* [Your task]
Would you copy only the lines below, beginning with the one that contains "Tag the dirt" and running through the last entry line?

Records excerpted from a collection
+++

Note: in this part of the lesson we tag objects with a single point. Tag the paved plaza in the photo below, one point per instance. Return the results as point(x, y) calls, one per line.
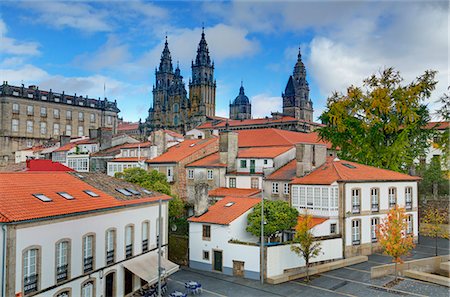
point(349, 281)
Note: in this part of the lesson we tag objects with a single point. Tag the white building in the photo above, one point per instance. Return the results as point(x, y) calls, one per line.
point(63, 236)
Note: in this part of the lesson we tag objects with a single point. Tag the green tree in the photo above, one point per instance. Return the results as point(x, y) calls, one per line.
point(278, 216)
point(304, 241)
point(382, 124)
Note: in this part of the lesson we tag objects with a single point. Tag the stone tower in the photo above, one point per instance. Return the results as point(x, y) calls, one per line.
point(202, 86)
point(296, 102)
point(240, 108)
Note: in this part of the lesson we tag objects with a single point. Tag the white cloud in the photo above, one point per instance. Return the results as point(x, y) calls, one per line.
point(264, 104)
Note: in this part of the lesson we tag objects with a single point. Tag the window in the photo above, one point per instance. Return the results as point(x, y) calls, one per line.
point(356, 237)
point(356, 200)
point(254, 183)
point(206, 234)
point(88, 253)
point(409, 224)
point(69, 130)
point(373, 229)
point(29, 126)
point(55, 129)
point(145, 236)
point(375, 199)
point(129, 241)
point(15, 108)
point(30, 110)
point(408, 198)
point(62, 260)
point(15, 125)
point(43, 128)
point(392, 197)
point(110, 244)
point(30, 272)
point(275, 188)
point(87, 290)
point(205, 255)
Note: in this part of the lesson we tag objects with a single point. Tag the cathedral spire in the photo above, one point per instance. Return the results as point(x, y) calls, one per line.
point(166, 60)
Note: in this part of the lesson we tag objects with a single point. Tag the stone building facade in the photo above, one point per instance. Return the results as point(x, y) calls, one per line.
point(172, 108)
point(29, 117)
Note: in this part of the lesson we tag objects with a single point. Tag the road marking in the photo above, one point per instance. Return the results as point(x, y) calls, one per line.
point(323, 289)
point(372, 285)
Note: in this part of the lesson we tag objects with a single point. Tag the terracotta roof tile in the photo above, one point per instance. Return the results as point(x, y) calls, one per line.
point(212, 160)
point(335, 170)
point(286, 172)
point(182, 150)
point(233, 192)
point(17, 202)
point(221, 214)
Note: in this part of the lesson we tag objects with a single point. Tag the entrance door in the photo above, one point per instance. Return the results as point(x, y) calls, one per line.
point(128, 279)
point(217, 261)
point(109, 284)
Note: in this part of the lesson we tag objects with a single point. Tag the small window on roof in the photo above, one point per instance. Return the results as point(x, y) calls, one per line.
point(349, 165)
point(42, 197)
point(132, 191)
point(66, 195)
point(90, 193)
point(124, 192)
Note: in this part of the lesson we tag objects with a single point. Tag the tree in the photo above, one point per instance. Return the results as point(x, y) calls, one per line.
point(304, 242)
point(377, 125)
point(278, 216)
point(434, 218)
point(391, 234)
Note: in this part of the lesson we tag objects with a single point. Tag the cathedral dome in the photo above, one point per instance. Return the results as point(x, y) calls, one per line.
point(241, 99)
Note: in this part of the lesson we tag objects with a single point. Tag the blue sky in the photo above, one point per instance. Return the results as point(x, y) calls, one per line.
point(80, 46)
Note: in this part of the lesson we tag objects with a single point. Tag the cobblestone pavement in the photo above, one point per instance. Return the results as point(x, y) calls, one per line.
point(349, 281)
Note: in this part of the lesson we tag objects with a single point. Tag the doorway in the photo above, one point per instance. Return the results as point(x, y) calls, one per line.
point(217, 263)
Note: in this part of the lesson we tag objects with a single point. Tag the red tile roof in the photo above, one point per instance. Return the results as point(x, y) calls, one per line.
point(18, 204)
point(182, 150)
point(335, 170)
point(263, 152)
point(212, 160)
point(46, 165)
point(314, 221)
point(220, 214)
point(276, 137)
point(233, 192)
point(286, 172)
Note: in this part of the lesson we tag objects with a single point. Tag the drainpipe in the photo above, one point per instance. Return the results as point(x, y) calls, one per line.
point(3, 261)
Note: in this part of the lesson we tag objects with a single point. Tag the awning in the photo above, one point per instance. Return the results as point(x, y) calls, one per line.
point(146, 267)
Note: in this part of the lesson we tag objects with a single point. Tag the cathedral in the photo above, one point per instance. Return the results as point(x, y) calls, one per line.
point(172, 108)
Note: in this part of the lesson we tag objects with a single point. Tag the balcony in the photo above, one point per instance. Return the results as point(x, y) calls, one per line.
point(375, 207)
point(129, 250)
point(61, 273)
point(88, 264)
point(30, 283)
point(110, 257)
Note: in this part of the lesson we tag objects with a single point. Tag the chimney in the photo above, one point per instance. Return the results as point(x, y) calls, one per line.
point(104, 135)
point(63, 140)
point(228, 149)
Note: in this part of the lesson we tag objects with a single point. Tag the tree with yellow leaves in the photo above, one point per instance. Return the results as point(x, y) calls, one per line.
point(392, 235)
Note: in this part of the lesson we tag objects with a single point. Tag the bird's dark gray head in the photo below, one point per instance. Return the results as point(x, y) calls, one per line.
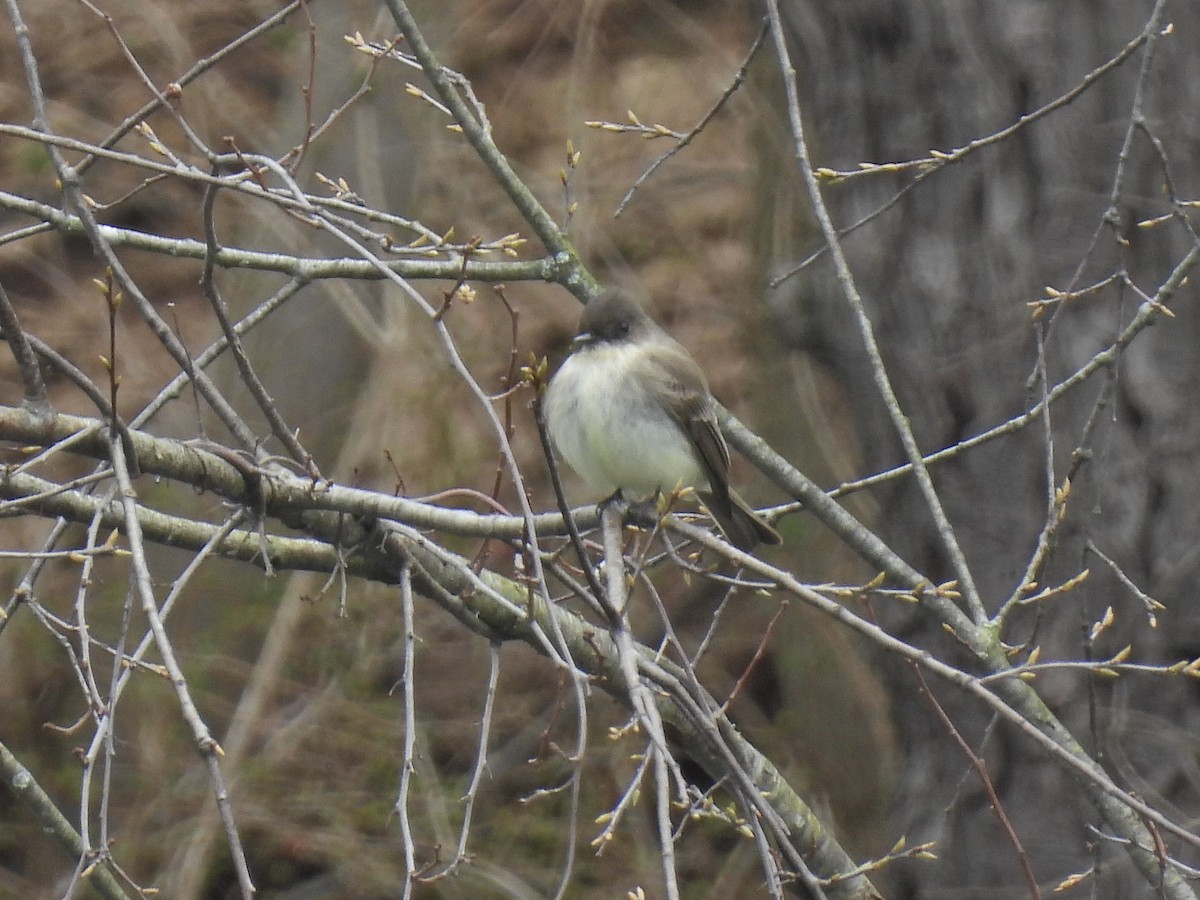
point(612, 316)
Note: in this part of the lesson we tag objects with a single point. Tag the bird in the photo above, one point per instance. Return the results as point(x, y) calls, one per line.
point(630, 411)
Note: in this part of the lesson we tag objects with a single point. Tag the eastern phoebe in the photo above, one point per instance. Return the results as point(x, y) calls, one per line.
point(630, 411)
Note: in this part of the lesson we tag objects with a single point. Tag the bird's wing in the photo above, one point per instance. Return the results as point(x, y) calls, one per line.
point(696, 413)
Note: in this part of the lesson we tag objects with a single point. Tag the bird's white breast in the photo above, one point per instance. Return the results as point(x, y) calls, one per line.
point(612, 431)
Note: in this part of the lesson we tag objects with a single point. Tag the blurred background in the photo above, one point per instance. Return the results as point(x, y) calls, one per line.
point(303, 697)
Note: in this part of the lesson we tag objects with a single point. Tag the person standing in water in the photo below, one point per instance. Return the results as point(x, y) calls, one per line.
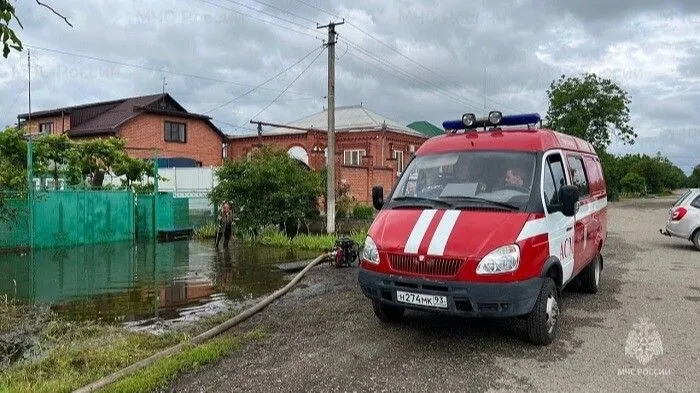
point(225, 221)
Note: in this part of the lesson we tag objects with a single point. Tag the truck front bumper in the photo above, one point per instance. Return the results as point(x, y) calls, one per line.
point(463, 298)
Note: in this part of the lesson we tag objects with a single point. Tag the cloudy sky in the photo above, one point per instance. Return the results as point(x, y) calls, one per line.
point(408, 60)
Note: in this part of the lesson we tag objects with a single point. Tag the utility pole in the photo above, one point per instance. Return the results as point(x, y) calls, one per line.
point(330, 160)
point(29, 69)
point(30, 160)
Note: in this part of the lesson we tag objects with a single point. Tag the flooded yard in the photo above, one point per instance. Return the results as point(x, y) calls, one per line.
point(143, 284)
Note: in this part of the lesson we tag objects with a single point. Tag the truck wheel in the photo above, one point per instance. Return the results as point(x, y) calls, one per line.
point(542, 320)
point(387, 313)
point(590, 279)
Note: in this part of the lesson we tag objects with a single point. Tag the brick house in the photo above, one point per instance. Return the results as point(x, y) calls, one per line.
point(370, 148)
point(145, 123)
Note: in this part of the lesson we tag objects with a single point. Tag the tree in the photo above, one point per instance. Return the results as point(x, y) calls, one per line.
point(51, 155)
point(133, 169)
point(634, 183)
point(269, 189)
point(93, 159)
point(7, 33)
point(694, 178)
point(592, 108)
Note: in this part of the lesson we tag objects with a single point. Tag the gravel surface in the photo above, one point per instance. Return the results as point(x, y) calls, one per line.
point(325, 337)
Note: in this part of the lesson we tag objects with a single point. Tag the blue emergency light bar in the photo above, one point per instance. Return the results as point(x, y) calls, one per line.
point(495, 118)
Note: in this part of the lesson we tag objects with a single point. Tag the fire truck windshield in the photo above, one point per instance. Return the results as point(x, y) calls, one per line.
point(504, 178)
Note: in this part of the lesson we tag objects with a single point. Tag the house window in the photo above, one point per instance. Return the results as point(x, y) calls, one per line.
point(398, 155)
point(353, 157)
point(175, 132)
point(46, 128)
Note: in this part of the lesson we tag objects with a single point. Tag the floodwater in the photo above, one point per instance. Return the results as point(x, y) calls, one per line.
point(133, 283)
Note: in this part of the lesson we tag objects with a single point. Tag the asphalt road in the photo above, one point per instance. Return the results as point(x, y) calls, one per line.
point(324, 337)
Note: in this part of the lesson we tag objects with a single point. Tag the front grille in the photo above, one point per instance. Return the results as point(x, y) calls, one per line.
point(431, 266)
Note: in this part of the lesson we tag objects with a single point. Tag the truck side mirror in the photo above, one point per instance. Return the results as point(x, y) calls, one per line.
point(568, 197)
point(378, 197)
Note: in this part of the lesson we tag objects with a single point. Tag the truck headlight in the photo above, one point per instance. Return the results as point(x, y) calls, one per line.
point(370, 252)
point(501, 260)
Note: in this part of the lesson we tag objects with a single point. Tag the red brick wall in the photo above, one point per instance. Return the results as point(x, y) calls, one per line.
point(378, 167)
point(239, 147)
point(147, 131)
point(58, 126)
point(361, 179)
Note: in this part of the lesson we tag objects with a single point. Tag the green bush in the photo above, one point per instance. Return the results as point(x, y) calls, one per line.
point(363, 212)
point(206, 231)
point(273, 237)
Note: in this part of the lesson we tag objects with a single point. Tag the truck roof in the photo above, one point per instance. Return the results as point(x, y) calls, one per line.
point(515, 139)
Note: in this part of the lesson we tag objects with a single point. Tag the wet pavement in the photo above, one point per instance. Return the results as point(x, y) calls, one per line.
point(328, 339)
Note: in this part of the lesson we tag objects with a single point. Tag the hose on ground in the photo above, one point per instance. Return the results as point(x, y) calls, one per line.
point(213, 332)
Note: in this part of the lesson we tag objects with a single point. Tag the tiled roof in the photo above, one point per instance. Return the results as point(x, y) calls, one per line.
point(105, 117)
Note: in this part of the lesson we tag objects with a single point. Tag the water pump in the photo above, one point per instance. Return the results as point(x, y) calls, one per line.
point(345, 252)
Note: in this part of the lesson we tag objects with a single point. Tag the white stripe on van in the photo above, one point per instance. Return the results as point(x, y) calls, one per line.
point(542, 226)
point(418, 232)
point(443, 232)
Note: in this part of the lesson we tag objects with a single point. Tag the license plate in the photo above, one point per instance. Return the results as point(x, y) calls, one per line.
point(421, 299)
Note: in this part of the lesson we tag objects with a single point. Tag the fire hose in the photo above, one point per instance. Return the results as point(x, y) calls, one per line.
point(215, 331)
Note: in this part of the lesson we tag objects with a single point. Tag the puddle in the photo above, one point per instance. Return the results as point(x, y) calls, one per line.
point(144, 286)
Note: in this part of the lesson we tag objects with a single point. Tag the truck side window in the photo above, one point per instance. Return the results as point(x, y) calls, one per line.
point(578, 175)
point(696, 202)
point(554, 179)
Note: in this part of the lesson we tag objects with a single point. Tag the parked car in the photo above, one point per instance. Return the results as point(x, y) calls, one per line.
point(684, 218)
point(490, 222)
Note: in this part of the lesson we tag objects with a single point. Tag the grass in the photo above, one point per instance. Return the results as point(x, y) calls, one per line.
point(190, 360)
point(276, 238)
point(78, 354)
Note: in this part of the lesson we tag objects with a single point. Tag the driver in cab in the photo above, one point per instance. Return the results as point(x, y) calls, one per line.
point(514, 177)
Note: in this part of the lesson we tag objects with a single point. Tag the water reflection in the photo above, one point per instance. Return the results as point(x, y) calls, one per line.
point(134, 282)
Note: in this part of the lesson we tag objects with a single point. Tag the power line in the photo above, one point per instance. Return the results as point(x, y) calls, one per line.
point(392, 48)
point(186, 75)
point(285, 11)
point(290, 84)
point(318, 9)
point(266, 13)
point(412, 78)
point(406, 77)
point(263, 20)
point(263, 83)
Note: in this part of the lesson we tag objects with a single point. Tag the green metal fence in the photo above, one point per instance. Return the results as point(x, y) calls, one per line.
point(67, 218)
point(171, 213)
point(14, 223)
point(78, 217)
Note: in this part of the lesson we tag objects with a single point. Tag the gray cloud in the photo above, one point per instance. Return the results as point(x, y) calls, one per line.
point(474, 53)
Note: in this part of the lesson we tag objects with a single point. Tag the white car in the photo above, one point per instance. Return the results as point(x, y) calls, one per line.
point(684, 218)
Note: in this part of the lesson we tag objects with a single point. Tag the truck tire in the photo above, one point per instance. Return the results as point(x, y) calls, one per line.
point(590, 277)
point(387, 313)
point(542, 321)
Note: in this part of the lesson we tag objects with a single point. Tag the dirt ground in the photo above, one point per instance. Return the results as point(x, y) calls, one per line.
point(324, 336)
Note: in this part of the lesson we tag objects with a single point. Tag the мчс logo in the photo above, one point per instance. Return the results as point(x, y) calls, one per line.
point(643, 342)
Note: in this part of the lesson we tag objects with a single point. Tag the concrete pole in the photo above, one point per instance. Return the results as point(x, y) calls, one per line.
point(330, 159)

+++

* [Result of the exercise]
Note: in this part of the lesson we tag objects with a single point. Tag the dirt ground in the photo above, one point per instance. Return the results as point(x, y) calls, one per line.
point(324, 336)
Note: in this part of the lesson we tag objects with a single point. Tag the мчс logo in the photo above, one point per instance. Return the results as point(x, y) calls, one per line.
point(643, 342)
Note: in this part of the lesson we tag objects with a single point. Tag the concrete pole in the photo above, one point per instance. Return the results as point(x, y) calls, one per line.
point(330, 159)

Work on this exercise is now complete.